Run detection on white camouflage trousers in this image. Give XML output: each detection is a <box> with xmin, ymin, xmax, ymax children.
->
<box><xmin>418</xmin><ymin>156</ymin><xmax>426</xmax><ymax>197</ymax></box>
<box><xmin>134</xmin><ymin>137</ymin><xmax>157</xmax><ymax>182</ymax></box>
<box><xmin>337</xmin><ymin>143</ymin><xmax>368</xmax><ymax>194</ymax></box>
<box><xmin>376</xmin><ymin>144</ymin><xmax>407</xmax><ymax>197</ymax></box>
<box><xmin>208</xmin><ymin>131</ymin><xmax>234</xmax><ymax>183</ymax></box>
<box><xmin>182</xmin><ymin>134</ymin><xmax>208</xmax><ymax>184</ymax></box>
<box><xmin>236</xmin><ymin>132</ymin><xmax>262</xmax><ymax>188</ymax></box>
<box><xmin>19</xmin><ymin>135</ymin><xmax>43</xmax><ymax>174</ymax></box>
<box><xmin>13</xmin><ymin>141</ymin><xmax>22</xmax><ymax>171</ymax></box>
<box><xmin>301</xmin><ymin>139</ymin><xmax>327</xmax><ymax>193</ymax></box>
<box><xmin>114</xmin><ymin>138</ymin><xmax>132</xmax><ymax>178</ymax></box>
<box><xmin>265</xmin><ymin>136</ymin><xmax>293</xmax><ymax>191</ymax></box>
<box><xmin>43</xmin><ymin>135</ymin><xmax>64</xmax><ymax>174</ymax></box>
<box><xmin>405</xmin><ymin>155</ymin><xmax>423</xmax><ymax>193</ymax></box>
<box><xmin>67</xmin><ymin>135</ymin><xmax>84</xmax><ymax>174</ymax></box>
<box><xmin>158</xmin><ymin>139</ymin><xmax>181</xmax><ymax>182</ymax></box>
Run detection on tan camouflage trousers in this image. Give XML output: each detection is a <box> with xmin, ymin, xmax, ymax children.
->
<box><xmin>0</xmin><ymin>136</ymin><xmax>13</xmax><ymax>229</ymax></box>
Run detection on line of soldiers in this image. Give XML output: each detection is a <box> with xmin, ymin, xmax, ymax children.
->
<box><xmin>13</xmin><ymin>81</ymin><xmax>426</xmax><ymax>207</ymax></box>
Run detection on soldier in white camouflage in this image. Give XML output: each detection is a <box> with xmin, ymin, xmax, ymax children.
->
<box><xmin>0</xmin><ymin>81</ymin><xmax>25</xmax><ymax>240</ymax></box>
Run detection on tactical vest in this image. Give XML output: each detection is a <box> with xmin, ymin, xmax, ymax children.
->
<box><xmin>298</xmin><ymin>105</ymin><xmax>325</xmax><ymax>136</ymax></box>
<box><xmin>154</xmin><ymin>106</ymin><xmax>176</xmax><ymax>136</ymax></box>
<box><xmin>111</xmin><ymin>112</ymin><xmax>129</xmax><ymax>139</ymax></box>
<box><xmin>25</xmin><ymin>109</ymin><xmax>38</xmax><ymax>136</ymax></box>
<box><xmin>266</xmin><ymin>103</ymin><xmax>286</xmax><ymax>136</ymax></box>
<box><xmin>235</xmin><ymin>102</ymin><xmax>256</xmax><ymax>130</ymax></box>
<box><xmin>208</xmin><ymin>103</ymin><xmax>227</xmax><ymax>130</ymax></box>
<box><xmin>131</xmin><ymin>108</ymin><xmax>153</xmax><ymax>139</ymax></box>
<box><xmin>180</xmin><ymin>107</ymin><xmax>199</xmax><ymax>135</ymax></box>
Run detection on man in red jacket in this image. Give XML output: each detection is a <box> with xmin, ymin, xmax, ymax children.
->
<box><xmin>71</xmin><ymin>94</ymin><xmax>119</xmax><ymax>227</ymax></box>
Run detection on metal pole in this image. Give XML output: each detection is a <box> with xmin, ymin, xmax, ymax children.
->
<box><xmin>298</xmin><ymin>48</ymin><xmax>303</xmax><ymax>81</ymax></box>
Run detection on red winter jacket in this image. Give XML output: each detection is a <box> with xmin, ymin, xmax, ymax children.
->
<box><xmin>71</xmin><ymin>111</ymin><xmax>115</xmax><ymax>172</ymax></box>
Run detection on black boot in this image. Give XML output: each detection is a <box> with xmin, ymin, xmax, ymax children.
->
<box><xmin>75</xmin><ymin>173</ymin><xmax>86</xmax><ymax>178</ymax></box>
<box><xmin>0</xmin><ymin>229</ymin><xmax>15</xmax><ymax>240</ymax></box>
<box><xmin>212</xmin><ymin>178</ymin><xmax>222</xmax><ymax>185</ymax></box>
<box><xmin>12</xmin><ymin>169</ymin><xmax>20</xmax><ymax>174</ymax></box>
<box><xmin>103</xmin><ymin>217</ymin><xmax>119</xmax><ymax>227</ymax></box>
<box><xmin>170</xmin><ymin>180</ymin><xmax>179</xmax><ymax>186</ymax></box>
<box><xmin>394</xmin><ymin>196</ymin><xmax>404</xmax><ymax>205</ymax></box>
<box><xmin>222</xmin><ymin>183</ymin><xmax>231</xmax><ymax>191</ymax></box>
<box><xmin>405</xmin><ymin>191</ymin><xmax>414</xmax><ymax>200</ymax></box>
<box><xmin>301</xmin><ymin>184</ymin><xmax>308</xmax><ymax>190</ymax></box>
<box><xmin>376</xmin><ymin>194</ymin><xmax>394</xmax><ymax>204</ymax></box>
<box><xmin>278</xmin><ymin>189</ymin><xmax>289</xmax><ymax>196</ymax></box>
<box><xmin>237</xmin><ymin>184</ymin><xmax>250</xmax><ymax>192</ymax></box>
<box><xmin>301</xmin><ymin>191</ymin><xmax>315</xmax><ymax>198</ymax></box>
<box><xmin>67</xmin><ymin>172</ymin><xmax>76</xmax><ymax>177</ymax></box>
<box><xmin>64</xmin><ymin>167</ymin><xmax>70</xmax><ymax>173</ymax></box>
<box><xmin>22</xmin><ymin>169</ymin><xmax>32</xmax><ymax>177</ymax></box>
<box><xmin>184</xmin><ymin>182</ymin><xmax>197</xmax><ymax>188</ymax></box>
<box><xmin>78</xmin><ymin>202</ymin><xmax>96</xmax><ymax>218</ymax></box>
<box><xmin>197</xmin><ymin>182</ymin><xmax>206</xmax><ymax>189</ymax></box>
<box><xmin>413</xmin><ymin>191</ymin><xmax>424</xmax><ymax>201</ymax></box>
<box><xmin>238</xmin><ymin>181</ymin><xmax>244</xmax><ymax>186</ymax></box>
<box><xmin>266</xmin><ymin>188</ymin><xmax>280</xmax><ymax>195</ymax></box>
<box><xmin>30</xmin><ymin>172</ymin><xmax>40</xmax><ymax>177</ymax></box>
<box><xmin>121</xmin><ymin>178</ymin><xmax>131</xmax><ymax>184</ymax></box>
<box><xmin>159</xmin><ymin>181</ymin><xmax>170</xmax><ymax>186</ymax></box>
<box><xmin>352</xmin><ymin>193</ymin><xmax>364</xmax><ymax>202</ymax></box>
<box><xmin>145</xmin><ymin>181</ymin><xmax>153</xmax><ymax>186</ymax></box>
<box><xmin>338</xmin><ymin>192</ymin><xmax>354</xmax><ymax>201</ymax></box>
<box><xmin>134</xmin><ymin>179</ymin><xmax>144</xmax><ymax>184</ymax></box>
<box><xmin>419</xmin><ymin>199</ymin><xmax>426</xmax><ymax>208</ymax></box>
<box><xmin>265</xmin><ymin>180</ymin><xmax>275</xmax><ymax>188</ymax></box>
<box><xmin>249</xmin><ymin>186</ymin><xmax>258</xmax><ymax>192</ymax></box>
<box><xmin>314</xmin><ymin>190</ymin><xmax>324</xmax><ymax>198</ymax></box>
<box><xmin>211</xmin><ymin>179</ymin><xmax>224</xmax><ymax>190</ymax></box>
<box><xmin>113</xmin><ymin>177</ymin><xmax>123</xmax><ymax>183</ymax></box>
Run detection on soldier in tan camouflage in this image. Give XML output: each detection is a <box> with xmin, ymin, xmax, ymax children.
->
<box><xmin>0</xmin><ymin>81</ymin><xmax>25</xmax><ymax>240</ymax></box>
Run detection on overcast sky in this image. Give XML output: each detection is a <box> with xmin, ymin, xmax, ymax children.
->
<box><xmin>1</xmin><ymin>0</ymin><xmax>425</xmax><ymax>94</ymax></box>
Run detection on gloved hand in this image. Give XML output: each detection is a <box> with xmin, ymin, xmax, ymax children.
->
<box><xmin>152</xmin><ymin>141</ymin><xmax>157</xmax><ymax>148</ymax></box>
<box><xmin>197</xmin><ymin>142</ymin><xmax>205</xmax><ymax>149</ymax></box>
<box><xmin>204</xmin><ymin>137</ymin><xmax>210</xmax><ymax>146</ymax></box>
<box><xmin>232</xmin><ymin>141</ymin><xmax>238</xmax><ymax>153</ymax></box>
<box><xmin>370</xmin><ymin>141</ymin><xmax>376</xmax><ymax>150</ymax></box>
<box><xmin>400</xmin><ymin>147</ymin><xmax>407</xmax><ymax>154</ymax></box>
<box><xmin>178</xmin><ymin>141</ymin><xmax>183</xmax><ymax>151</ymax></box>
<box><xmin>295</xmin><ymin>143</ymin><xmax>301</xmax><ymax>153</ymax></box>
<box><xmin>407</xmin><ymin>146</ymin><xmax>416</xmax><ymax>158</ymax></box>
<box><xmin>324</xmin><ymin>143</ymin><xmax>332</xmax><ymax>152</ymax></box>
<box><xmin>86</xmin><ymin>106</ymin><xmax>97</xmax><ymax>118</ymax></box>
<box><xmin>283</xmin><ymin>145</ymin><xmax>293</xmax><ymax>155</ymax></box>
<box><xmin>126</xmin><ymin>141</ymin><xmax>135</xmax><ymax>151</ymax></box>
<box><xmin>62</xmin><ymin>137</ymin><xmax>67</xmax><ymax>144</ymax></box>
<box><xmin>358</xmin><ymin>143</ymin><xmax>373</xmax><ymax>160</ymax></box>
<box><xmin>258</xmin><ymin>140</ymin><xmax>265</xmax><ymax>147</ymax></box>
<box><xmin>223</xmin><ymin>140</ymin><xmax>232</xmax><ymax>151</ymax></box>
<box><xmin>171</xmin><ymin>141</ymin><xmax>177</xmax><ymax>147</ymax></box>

**TASK DESCRIPTION**
State how many lines in the entries hold the word "trousers", giving the number alone.

**EXPECTED ANSWER**
2